▶ [Region labeling records]:

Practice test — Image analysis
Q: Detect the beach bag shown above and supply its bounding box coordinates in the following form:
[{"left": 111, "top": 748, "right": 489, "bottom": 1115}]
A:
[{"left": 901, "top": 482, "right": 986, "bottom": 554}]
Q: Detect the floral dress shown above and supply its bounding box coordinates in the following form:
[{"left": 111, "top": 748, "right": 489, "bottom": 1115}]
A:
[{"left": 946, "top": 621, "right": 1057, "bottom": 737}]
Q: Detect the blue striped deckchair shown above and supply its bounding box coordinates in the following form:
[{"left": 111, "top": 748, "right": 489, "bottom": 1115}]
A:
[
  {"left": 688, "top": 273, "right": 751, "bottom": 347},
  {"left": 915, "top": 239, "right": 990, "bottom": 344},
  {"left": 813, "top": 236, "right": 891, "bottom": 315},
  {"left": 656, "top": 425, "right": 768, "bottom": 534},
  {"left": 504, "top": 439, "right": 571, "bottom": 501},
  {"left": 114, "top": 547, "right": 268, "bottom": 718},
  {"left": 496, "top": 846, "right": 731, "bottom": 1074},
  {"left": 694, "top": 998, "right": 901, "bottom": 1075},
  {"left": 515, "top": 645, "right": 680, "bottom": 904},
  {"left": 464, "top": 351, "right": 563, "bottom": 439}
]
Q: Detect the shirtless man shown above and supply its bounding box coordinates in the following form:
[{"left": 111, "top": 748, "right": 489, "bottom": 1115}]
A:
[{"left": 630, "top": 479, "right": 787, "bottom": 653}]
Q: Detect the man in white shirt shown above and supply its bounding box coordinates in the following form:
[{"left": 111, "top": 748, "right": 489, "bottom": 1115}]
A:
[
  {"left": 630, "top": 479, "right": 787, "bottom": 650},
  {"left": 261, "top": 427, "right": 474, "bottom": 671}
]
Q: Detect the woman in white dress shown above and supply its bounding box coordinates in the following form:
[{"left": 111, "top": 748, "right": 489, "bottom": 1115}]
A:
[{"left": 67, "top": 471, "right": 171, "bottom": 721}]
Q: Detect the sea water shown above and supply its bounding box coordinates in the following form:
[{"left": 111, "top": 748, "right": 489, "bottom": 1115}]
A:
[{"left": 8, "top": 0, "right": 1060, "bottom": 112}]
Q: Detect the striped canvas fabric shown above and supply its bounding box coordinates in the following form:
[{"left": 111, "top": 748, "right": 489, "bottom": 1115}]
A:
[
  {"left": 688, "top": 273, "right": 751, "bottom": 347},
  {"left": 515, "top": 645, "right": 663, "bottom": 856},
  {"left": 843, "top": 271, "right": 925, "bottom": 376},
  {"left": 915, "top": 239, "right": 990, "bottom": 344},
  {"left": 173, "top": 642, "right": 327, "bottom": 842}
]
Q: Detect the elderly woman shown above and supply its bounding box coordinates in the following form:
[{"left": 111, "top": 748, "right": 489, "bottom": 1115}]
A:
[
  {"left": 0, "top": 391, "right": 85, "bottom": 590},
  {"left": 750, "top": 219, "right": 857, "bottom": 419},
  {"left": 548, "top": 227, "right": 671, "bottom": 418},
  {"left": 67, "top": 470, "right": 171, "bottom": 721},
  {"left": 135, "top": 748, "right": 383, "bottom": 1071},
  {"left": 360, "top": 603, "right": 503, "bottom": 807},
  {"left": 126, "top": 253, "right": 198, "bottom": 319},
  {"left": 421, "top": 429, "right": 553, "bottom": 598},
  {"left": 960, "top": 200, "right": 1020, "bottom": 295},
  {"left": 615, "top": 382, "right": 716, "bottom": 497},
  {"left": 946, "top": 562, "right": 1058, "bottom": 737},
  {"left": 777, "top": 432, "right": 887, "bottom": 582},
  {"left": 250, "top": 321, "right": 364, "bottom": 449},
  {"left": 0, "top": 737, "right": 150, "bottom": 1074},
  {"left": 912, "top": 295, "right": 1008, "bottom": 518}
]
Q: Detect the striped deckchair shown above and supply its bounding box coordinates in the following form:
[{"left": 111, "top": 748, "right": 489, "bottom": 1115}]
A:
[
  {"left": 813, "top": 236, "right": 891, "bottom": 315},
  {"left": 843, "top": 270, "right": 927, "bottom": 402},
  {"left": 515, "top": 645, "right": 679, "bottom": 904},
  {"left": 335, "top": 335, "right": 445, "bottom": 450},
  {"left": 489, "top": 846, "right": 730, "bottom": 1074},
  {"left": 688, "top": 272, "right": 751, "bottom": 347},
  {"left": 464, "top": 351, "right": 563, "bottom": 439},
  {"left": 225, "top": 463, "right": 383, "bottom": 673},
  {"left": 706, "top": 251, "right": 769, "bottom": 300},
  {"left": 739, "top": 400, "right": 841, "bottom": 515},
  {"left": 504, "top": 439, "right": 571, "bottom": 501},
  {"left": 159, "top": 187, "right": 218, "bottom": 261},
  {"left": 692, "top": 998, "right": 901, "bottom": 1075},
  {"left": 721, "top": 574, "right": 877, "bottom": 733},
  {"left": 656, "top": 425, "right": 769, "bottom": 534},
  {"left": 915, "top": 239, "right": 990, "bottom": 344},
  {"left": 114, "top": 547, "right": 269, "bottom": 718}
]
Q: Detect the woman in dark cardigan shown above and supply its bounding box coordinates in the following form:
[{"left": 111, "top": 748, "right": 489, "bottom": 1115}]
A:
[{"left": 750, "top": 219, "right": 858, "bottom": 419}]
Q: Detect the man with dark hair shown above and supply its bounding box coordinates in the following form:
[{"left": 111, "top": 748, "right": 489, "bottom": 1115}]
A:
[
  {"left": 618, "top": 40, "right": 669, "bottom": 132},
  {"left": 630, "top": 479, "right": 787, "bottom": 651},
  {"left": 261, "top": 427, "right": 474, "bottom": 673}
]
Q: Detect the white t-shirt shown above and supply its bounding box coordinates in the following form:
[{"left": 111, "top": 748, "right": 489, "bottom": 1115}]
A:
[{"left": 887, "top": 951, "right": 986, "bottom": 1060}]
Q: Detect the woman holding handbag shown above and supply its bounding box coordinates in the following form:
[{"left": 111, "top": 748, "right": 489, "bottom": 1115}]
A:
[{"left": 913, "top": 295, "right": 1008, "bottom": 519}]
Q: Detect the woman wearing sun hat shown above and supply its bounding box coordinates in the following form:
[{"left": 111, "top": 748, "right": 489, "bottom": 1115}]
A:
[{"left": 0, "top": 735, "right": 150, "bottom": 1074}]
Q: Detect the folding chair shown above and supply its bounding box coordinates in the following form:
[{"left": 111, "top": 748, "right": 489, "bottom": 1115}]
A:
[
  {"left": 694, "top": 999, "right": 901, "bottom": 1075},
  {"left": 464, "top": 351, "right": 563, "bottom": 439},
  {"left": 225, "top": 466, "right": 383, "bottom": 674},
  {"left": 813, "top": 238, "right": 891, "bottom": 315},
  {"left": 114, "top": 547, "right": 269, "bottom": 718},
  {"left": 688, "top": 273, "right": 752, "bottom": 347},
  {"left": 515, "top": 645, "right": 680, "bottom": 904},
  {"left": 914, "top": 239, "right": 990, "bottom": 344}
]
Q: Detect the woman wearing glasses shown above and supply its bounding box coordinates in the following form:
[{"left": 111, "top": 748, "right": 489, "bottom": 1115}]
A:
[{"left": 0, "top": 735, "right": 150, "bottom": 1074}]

▶ [EXERCISE BRIEF]: Pick out every line above that contains the word "dress" and copy each one in full.

▶ [ANSWER TO THIS EXERCISE]:
Q: Detect the floral dress shown above and supply its bounding box coordinates in the following form:
Q: Detect the woman in white dress shown above and supply its bounding box coordinates in the following form:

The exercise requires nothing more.